[Recorded data]
***

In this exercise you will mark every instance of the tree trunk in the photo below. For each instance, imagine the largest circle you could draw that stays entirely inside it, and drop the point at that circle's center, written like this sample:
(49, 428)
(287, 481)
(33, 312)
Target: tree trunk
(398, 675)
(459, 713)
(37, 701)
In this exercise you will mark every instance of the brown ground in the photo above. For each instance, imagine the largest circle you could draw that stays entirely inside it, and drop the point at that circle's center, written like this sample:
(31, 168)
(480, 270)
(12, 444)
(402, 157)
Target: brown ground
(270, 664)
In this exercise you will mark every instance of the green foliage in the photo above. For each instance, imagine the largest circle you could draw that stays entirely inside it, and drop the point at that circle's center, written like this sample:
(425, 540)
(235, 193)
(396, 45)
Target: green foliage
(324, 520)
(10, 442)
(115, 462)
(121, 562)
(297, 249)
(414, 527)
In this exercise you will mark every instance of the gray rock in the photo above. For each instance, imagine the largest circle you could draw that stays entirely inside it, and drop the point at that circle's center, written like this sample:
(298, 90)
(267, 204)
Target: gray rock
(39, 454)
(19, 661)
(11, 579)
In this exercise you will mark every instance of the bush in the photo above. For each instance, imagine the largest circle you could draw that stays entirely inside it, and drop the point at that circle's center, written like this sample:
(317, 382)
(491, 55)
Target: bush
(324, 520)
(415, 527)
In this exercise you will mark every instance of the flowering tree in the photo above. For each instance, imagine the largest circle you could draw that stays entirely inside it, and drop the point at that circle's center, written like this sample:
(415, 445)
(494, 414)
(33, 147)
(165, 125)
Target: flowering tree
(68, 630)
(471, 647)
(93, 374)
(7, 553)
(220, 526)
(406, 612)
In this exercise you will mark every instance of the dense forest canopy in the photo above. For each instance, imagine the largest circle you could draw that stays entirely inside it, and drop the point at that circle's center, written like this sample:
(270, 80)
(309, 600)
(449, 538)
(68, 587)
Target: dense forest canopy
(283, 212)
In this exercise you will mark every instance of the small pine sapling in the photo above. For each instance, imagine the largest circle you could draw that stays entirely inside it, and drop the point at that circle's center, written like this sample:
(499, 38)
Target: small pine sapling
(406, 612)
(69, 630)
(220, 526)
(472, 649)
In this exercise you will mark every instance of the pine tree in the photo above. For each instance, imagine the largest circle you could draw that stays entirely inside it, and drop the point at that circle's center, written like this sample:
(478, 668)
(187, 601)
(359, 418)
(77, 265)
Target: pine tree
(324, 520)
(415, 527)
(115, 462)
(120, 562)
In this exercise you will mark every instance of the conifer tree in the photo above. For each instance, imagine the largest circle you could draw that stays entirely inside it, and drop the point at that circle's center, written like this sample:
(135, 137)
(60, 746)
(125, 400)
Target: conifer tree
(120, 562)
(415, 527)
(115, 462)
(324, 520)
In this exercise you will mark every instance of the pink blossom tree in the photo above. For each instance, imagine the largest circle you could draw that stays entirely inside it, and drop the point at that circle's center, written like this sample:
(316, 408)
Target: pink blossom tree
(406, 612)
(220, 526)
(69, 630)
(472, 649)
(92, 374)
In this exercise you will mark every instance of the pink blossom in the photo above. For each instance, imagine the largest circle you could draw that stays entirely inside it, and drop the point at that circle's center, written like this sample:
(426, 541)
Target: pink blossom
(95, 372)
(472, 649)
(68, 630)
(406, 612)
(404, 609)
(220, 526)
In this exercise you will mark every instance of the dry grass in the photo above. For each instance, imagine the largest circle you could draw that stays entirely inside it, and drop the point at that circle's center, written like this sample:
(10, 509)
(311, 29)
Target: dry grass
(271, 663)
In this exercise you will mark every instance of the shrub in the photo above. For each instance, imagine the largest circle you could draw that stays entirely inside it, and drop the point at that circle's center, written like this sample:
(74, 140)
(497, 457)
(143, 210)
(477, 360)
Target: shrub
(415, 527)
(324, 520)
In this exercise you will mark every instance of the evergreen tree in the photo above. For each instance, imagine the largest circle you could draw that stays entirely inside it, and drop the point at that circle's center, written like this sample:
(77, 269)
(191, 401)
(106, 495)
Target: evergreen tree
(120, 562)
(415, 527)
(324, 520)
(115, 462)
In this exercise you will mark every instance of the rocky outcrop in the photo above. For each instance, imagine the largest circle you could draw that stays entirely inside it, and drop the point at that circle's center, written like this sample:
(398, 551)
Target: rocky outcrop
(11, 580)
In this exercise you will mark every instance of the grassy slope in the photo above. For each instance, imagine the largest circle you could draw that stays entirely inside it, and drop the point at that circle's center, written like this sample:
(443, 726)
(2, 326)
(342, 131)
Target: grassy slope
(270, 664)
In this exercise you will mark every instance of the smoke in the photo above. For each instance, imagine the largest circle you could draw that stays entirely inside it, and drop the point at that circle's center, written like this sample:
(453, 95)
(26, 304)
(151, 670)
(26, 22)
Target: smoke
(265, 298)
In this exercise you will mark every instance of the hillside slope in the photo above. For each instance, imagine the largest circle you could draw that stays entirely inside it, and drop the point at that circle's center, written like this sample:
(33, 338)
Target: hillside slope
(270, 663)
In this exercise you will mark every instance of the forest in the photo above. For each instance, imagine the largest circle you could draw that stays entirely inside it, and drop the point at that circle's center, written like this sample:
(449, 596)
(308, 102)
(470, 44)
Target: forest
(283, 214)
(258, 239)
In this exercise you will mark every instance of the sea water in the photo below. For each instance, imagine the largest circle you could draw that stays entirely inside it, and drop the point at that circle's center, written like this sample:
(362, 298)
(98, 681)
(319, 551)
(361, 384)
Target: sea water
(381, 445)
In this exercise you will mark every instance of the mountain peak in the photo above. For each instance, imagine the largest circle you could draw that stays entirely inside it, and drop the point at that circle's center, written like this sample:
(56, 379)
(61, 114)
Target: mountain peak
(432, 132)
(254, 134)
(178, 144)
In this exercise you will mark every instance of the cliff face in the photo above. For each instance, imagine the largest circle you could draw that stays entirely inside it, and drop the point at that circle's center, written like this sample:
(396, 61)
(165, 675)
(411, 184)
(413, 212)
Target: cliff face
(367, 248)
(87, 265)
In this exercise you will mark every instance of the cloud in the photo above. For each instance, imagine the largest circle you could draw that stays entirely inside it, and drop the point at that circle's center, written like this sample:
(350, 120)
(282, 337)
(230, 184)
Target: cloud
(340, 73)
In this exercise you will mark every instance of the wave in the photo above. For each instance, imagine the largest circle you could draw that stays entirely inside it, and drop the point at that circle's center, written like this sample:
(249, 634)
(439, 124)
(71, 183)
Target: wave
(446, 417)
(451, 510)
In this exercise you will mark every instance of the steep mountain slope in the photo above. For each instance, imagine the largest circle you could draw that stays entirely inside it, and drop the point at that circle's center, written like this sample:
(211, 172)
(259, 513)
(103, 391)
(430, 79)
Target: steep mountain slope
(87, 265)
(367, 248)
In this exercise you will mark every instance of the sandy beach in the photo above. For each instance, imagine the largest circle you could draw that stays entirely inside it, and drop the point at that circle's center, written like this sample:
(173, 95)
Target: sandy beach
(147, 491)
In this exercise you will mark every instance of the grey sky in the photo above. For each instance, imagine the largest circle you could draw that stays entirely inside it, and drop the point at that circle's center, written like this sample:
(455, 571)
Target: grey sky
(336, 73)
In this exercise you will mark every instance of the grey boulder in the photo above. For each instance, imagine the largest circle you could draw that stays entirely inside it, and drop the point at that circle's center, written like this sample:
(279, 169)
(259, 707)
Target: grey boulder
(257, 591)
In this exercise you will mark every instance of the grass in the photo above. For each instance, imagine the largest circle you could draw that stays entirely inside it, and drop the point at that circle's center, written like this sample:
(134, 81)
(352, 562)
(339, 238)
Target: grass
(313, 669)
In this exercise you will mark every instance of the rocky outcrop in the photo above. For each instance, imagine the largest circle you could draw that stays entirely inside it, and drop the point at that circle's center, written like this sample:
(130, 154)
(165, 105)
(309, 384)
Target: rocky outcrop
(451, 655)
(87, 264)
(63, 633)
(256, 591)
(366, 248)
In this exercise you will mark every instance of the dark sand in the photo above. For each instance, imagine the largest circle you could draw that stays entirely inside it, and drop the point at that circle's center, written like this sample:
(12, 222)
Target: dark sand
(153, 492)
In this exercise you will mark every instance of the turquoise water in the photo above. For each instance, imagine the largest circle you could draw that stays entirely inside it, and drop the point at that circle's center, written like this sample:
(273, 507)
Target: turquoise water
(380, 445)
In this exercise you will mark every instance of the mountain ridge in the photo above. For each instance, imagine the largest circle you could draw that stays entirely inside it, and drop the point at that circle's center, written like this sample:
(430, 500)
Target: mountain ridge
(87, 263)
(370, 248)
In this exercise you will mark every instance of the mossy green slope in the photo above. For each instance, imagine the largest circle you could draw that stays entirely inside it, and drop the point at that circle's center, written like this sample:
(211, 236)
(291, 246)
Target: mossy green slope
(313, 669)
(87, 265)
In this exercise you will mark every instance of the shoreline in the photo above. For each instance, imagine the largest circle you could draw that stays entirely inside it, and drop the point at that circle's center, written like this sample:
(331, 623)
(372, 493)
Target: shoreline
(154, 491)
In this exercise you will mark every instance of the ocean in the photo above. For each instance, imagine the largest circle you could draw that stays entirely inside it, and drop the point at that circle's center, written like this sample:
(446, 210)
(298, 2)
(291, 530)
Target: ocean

***

- [GIVEN EXERCISE]
Transcribe the lines verbatim, beginning with the line containing "In this exercise you will mark every instance of the forest" and continuing through the line containing "Target: forest".

- [WRITTEN RESPONSE]
In this exercise you will mark every instance of the forest in the photo above. For each instance, imagine the largest circle you could draw that stays entirely inside it, and drop the point at that circle's center, written like this sample:
(449, 596)
(308, 102)
(470, 44)
Target: forest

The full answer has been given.